§ Excerpted passage
⁂

The max_tokens_in_paged_kv_cache flag directly sets the maximum number of tokens in the KV cache manager. When left unset, that value will be computed based on the kv_cache_free_gpu_mem_fraction setting.

The kv_cache_free_gpu_mem_fraction is a floating-point number between 0.0 and 1.0 that indicates the maximum fraction of GPU memory (after loading the model) that will be used for the KV cache. The default value is 0.90 and means that 90% of the free GPU memory will be used to save tokens in the KV cache. Based on that value, TensorRT-LLM can determine the maximum number of tokens in the KV cache manager.

When both parameters are set, the maximum number of tokens in the KV cache manager will be set to the smaller value between max_tokens_in_paged_kv_cache and the value computed from the amount of memory available for the KV cache.

Unless users clearly know the maximum number of tokens in the KV cache needed by the model, it is recommended to leave max_tokens_in_paged_kv_cache unset. For kv_cache_free_gpu_mem_fraction, if no other programs are executed on the same GPU, it is recommended to test with a as high value as 0.95 to target a high throughput. Note that the kv_cache_free_gpu_mem_fraction parameter cannot be set to 1.0 because some amount of memory has to be reserved for inputs and outputs.

Batch Scheduler Policy

There currently are two batch scheduler policies: MAX_UTILIZATION and GUARANTEED_NO_EVICT.

As explained in the GPT Manager Design section, the scheduling policy can be set to MAX_UTILIZATION to pack as many requests as possible at each iteration of the forward loop, when in-flight sequence batching is enabled. It maximizes the utilization of the GPUs by aggressively scheduling requests at the risk of having to pause requests if the KV cache size limit is reached.

For a more conservative approach with respect to the KV cache limitations in terms of memory allocation, CapacitySchedulerPolicy should be set to GUARANTEED_NO_EVICT to guarantee that a started request is never paused.

If the goal is to maximizes the throughput, users should try MAX_UTILIZATION. However, they need to keep in mind that it may have a negative impact on latency if requests have to be paused.

⁂

§ Provided material
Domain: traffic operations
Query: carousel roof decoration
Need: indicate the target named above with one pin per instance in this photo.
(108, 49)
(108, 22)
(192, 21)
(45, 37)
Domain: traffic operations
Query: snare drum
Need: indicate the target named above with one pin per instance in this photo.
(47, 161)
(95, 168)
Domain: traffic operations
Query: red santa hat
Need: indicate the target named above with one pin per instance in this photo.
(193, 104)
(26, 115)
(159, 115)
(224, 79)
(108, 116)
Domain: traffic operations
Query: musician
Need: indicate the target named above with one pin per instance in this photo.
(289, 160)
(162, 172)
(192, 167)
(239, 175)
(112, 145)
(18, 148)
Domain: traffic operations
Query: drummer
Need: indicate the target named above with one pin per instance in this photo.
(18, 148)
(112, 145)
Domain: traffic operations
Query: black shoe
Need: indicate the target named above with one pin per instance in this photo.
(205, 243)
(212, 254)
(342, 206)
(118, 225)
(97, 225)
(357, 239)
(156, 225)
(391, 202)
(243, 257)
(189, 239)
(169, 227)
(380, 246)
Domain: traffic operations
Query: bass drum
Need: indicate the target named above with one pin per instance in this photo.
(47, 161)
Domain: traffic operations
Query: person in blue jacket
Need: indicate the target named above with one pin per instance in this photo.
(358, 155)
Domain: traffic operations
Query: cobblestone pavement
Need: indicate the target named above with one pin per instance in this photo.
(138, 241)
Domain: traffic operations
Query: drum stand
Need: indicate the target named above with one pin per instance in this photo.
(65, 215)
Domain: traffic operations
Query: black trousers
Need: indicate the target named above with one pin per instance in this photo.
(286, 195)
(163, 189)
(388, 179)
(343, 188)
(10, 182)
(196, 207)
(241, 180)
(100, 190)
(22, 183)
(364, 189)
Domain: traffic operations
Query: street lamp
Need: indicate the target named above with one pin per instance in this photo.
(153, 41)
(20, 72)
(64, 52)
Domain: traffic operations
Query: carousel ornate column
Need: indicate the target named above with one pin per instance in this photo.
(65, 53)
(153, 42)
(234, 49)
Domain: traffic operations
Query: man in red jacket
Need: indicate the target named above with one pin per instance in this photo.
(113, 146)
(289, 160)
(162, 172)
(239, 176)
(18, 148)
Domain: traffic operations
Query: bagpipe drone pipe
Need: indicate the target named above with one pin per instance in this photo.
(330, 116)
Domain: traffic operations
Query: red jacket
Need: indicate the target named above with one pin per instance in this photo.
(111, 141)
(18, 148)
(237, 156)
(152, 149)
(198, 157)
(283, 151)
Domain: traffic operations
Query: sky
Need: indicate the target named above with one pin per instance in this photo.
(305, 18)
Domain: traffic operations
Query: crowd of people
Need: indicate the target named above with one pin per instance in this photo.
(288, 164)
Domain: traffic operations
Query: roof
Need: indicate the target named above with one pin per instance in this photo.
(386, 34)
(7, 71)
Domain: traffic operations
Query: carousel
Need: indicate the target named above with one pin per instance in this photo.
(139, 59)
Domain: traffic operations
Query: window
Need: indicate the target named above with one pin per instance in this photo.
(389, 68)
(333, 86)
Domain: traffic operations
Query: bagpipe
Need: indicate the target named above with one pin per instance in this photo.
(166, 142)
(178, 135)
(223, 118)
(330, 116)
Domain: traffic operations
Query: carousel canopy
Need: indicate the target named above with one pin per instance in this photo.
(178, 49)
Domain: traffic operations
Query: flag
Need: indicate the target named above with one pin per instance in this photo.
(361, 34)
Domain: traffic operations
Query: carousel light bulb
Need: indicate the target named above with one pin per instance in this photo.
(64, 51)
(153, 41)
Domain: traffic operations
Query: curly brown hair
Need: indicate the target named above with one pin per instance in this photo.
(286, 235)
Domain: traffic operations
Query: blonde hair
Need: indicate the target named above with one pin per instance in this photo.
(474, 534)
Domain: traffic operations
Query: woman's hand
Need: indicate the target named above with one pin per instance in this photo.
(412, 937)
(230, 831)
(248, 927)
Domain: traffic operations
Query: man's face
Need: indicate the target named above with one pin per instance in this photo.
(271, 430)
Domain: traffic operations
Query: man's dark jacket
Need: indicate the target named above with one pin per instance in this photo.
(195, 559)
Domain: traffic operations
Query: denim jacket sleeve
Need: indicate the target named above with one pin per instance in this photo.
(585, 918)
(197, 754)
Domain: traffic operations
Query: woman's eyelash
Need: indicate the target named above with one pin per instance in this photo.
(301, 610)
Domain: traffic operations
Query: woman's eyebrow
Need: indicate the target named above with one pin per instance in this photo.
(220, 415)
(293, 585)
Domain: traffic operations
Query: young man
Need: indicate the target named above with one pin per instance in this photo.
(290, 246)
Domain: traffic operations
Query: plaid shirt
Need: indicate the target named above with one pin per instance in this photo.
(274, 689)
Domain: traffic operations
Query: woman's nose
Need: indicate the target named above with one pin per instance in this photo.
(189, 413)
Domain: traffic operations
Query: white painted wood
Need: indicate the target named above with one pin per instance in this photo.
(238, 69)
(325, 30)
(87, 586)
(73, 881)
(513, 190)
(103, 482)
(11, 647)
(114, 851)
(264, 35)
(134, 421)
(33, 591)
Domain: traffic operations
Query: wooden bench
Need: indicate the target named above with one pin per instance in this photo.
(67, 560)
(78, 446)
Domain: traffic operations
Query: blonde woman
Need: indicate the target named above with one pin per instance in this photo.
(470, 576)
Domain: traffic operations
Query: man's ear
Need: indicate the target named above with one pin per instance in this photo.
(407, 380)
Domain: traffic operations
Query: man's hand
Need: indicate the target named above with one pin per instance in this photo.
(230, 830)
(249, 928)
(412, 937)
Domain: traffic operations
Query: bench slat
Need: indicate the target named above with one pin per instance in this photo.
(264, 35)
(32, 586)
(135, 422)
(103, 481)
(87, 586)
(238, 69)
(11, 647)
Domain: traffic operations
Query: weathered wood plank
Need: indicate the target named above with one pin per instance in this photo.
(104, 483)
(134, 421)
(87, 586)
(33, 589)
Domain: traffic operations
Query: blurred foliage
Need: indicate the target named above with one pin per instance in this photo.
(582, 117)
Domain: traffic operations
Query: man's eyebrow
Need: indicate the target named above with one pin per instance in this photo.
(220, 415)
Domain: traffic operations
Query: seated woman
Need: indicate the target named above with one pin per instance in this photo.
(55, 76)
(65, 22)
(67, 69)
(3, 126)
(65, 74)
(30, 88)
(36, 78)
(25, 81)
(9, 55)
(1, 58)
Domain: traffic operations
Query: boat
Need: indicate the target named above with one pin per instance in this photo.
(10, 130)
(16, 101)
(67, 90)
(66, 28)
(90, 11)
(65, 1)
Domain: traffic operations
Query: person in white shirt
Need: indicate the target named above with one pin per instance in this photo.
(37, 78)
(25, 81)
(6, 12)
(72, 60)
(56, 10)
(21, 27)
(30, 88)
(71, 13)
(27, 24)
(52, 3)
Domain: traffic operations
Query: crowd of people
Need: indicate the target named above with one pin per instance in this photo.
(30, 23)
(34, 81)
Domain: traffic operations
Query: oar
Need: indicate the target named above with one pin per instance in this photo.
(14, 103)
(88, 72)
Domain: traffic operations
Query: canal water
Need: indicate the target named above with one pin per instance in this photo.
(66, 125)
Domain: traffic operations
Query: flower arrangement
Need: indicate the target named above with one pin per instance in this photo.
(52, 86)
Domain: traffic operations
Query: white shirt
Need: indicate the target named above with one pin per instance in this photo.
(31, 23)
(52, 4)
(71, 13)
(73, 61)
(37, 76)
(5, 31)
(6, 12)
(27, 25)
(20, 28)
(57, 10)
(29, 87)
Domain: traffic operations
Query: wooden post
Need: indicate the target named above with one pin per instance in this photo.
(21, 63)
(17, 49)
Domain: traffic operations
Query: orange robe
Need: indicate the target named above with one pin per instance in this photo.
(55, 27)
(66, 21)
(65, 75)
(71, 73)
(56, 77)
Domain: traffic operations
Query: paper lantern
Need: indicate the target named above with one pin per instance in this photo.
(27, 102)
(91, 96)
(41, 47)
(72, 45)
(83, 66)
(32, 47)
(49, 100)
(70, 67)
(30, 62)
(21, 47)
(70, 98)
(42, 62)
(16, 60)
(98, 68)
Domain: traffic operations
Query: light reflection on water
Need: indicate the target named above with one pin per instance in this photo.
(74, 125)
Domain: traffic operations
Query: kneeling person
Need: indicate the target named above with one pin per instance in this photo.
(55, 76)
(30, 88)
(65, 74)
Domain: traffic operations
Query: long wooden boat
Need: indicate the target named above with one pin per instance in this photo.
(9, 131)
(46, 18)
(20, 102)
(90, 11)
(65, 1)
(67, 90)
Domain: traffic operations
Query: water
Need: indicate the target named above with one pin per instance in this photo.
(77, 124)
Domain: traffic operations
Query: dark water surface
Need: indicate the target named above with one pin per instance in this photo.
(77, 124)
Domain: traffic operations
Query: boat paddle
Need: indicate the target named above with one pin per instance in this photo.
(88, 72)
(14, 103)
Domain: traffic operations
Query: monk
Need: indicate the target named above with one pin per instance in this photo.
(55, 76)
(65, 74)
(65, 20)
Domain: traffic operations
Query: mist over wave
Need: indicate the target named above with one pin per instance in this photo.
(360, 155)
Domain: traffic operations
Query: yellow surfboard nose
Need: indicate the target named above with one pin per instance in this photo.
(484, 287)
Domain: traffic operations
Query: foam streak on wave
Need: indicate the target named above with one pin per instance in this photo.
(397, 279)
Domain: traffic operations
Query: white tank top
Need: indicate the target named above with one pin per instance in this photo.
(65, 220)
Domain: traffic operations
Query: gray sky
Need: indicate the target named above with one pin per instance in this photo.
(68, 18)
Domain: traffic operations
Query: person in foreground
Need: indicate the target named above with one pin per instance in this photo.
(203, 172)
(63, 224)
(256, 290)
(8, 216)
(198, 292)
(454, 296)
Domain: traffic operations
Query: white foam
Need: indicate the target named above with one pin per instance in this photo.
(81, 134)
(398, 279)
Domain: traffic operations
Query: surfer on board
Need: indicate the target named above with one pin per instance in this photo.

⁂

§ Exercise directions
Copy out the full passage on KV cache and batch scheduling verbatim. Work only from the passage on KV cache and batch scheduling, not from the items.

§ Problem solution
The max_tokens_in_paged_kv_cache flag directly sets the maximum number of tokens in the KV cache manager. When left unset, that value will be computed based on the kv_cache_free_gpu_mem_fraction setting.

The kv_cache_free_gpu_mem_fraction is a floating-point number between 0.0 and 1.0 that indicates the maximum fraction of GPU memory (after loading the model) that will be used for the KV cache. The default value is 0.90 and means that 90% of the free GPU memory will be used to save tokens in the KV cache. Based on that value, TensorRT-LLM can determine the maximum number of tokens in the KV cache manager.

When both parameters are set, the maximum number of tokens in the KV cache manager will be set to the smaller value between max_tokens_in_paged_kv_cache and the value computed from the amount of memory available for the KV cache.

Unless users clearly know the maximum number of tokens in the KV cache needed by the model, it is recommended to leave max_tokens_in_paged_kv_cache unset. For kv_cache_free_gpu_mem_fraction, if no other programs are executed on the same GPU, it is recommended to test with a as high value as 0.95 to target a high throughput. Note that the kv_cache_free_gpu_mem_fraction parameter cannot be set to 1.0 because some amount of memory has to be reserved for inputs and outputs.

Batch Scheduler Policy

There currently are two batch scheduler policies: MAX_UTILIZATION and GUARANTEED_NO_EVICT.

As explained in the GPT Manager Design section, the scheduling policy can be set to MAX_UTILIZATION to pack as many requests as possible at each iteration of the forward loop, when in-flight sequence batching is enabled. It maximizes the utilization of the GPUs by aggressively scheduling requests at the risk of having to pause requests if the KV cache size limit is reached.

For a more conservative approach with respect to the KV cache limitations in terms of memory allocation, CapacitySchedulerPolicy should be set to GUARANTEED_NO_EVICT to guarantee that a started request is never paused.

If the goal is to maximizes the throughput, users should try MAX_UTILIZATION. However, they need to keep in mind that it may have a negative impact on latency if requests have to be paused.